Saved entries
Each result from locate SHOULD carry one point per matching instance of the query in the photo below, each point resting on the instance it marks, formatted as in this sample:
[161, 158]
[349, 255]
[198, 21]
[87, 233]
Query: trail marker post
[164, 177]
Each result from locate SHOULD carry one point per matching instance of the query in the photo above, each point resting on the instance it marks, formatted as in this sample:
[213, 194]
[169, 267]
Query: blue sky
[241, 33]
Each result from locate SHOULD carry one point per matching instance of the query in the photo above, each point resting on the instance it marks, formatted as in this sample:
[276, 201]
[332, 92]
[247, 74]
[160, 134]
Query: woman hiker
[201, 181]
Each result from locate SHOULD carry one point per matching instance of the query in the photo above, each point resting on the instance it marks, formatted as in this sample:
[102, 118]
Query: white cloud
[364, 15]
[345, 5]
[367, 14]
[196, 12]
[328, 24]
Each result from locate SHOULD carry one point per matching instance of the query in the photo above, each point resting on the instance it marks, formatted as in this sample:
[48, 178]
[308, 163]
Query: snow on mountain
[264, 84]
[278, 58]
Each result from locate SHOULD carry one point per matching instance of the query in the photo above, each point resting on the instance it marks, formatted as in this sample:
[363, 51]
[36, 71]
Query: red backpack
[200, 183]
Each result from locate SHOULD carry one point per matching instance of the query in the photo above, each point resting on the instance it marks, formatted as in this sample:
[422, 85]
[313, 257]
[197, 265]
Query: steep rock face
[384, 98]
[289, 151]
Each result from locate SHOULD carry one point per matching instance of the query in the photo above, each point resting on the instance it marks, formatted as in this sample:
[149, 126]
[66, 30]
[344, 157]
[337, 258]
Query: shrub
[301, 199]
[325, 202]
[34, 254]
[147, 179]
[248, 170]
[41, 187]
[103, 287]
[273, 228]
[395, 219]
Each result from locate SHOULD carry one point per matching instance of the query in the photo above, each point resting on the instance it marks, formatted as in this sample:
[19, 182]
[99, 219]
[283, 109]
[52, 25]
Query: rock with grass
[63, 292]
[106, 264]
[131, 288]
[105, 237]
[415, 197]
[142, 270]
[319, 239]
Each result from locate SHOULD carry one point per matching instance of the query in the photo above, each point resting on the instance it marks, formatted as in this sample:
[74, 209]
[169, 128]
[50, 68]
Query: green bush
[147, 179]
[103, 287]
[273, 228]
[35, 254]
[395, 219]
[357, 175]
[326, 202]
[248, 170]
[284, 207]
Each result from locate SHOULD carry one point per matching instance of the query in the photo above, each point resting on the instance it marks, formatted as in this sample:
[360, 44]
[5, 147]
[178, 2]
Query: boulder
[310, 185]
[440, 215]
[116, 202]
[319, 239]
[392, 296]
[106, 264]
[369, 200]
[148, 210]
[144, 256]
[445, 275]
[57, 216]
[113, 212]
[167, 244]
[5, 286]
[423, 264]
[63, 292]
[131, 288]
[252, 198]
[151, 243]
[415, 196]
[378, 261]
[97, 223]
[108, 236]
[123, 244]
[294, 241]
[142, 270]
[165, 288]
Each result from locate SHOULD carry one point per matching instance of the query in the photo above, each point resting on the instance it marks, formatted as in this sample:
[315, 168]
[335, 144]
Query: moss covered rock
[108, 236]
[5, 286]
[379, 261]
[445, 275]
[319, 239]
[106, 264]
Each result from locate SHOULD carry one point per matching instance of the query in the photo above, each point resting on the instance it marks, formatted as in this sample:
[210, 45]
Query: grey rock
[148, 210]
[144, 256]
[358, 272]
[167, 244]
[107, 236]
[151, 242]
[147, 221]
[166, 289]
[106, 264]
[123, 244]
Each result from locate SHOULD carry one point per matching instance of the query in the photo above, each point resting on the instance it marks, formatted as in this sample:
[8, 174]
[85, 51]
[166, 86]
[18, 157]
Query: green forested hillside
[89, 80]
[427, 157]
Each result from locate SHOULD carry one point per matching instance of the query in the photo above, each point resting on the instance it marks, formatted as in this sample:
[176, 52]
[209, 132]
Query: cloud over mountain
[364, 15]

### What is expected
Once you have read the records above, set each one down again exactly.

### Written response
Each result from locate SHOULD carry one point per matching instance of the query in the photo below, each point resting on the instance it marks, formatted as in this sample:
[161, 158]
[349, 255]
[198, 21]
[87, 233]
Query: trail marker post
[164, 177]
Each result from locate SHOULD carry one point per matching instance of the query in the photo above, each point resting on the instance it marks, formatted as in this sample:
[213, 194]
[169, 267]
Query: blue sky
[241, 33]
Each result from locate SHOULD carry one point per matching instance of the query in the photo above, each point resting on the instance it marks, formatted as in this sample:
[276, 201]
[332, 92]
[247, 74]
[160, 134]
Query: woman hiker
[201, 181]
Each result from locate SHOULD carry one point per matching instance of the query in the photo above, each point resting on the instance it marks, formatted as in this sample:
[102, 118]
Query: white cloud
[364, 15]
[345, 5]
[367, 14]
[196, 12]
[328, 24]
Each result from locate SHOULD carry one point per matching instance of the query in the photo above, each point resting on the instance it marks, formatted as in this sample:
[48, 178]
[308, 163]
Query: snow on mountain
[264, 84]
[278, 58]
Each result from locate SHOULD carry one point per matching instance of the query in the photo above, each point resting on the instance it marks, formatted as in this sample:
[363, 51]
[36, 71]
Query: red backpack
[200, 183]
Each result from locate SHOULD carry one point per matching instance of the query in the photo above, each point resting on the instance it marks, formatted as in this sample:
[422, 85]
[313, 257]
[197, 265]
Query: steep rock face
[384, 98]
[289, 151]
Each result from locate SHOULD carry one point per matching instance of the query in the photo above, each point resting on the instance it marks, formatted as in this sample:
[149, 126]
[66, 30]
[344, 157]
[337, 258]
Query: shrub
[301, 199]
[325, 202]
[34, 254]
[147, 179]
[248, 170]
[41, 187]
[103, 287]
[273, 228]
[395, 219]
Each result from locate SHOULD carry one point per matching instance of the query in the photo above, each point resting on the instance it marks, formatted as in this sample:
[19, 182]
[99, 219]
[283, 109]
[52, 25]
Query: rock with grass
[63, 292]
[106, 264]
[131, 288]
[105, 237]
[415, 197]
[142, 270]
[319, 239]
Each result from locate SHOULD carry one point per matching instance of the query in the photo above, each point resting on the instance it marks, formatted as in this sample:
[74, 209]
[169, 128]
[50, 68]
Query: green bush
[147, 179]
[103, 287]
[273, 228]
[35, 254]
[395, 219]
[357, 175]
[326, 202]
[248, 170]
[284, 207]
Each result from locate SHOULD carry one point per matching instance of the query in the photo above, each point resting on the instance it marks, formatted as in this sample:
[360, 44]
[5, 147]
[178, 2]
Query: boulder
[310, 185]
[440, 215]
[116, 202]
[319, 239]
[392, 296]
[106, 264]
[369, 200]
[148, 210]
[144, 256]
[445, 275]
[57, 216]
[113, 212]
[167, 244]
[5, 286]
[423, 264]
[63, 292]
[131, 288]
[252, 198]
[151, 243]
[415, 196]
[378, 261]
[97, 223]
[108, 236]
[123, 244]
[294, 241]
[142, 270]
[165, 288]
Each result from locate SHOULD carry one point per matching instance of the query in the photo above, each point resting on the instance it marks, formatted as in this sample:
[315, 168]
[335, 144]
Query: moss covered rock
[108, 236]
[5, 286]
[379, 261]
[445, 275]
[319, 239]
[106, 264]
Each result from locate SHOULD carry one point per matching instance of the query in the photo above, each point resting on the instance it marks, formatted as in this sample:
[210, 45]
Query: grey rock
[148, 210]
[144, 256]
[358, 272]
[167, 244]
[107, 236]
[151, 242]
[147, 221]
[166, 289]
[106, 264]
[123, 244]
Each result from locate SHOULD carry one point per matching instance of the query in the photo above, each point resting on the instance it marks, formatted as in this sample:
[8, 174]
[85, 51]
[166, 86]
[18, 157]
Query: green forested hillside
[89, 80]
[427, 157]
Each result from locate SHOULD carry one point per matching instance of the query in the photo above, each point resting on the instance it marks, formatted as in this sample:
[176, 52]
[209, 132]
Query: cloud over mountain
[364, 15]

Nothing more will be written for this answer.